■ Data section ■
---*---

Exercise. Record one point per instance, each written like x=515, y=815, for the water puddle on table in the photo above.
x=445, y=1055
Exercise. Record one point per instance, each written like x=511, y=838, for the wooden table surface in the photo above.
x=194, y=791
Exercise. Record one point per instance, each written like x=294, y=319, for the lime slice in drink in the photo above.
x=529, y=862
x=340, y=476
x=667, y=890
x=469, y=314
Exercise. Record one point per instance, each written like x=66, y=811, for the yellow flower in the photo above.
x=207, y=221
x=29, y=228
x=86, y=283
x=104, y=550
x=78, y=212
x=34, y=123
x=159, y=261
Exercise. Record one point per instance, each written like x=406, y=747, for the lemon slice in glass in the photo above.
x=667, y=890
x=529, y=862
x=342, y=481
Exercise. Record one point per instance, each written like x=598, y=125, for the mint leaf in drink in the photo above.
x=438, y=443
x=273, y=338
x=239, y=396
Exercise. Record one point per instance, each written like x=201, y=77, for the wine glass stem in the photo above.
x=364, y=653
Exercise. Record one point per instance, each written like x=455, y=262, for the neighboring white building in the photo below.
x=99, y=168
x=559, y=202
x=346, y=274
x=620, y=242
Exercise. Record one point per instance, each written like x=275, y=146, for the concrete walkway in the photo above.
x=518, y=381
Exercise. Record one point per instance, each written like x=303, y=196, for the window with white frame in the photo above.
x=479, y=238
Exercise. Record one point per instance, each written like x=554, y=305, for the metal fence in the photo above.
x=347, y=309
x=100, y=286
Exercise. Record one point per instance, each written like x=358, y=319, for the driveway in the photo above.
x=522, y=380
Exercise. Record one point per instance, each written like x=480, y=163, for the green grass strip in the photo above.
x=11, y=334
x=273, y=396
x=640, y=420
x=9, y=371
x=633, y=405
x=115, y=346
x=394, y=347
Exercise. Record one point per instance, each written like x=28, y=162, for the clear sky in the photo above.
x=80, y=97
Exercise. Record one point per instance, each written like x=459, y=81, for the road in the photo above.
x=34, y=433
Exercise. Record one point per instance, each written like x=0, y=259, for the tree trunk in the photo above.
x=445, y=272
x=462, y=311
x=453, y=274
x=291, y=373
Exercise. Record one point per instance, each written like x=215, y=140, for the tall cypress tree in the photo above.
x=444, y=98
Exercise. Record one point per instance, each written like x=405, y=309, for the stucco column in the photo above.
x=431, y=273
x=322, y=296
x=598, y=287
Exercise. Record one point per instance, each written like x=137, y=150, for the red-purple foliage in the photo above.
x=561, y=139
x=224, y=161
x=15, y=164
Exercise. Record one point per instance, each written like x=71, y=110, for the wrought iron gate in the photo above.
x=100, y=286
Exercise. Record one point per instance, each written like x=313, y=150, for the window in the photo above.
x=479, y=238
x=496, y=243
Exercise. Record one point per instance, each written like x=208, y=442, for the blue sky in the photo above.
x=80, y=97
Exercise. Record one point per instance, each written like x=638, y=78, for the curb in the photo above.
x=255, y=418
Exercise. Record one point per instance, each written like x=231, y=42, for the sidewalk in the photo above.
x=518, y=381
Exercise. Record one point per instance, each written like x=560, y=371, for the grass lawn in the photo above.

---*---

■ Problem ■
Please reproduce every line of the data above verbatim, from the first line to the last.

■ Result for this exercise ■
Exercise. Record one point per instance, each written like x=515, y=815, for the water puddle on table in the photo above.
x=445, y=1055
Exercise. Record one point per instance, each written like x=511, y=838, for the wooden table surface in the photo above.
x=194, y=791
Exercise. Record one point per instance, each written like x=294, y=319, for the lime slice in drink in the photo above.
x=529, y=862
x=340, y=476
x=667, y=890
x=469, y=314
Exercise. Record one point per instance, each written like x=66, y=811, for the yellow flower in the photo above.
x=207, y=221
x=29, y=228
x=86, y=283
x=104, y=550
x=78, y=212
x=34, y=123
x=159, y=261
Exercise. Record one point per instance, each written like x=406, y=747, for the lemon slice in glass in the photo above.
x=667, y=890
x=529, y=862
x=342, y=481
Exercise. Record one point per instance, each written like x=598, y=125, for the mint leaf in drink in the photo above.
x=438, y=443
x=273, y=338
x=239, y=396
Exercise. Record one point per instance, each written like x=201, y=77, for the wine glass stem in the photo above.
x=364, y=653
Exercise. Record one point per instance, each written like x=455, y=262, for the neighboring white building in the photo below.
x=99, y=168
x=559, y=202
x=346, y=274
x=620, y=242
Exercise. Record one point per instance, each written like x=275, y=146, for the concrete walkway in the photo above.
x=518, y=381
Exercise. Record one point per instance, each written like x=303, y=196, for the window with white frame in the photo above.
x=479, y=238
Exercise. Record one point per instance, each written like x=554, y=305, for the metal fence in the photo above.
x=347, y=309
x=100, y=286
Exercise. Record one point per instance, each written like x=358, y=319, for the driveway in the photo above.
x=522, y=380
Exercise. Record one point per instance, each written like x=480, y=163, for the green grass strip in the photo above.
x=11, y=334
x=273, y=396
x=640, y=420
x=9, y=371
x=633, y=405
x=115, y=346
x=394, y=347
Exercise. Record one point per instance, each written like x=28, y=162, for the clear sky in the photo above.
x=80, y=97
Exercise. Record one point per instance, each written like x=459, y=81, for the road in the photo above.
x=34, y=433
Exercise. Record one point per instance, each written like x=0, y=259, for the tree trunk in the photo above.
x=445, y=272
x=462, y=311
x=453, y=274
x=291, y=373
Exercise. Record one point per instance, each written like x=215, y=140, for the tall cypress tree in the photo above.
x=444, y=98
Exercise. Record one point per instance, each written like x=405, y=309, for the stucco column in the photo above.
x=431, y=273
x=322, y=296
x=598, y=287
Exercise. Record one point per instance, each written like x=137, y=150, for the red-purple foliage in the photo above.
x=561, y=139
x=224, y=161
x=15, y=164
Exercise. Record one point per instance, each written like x=71, y=110, for the wrought iron gate in the photo above.
x=100, y=286
Exercise. Record one point per instance, each written like x=313, y=150, for the window in the photo above.
x=479, y=238
x=496, y=243
Exercise. Record one point per instance, each written like x=208, y=442, for the blue sky in the photo above.
x=80, y=97
Exercise. Record one point per instance, each written like x=638, y=78, for the curb in the photo above.
x=255, y=418
Exercise. Record one point per instance, each written like x=231, y=42, for the sidewalk in the photo above.
x=518, y=381
Exercise. Record one point per instance, each written like x=560, y=371, for the grass lawn in the photo above.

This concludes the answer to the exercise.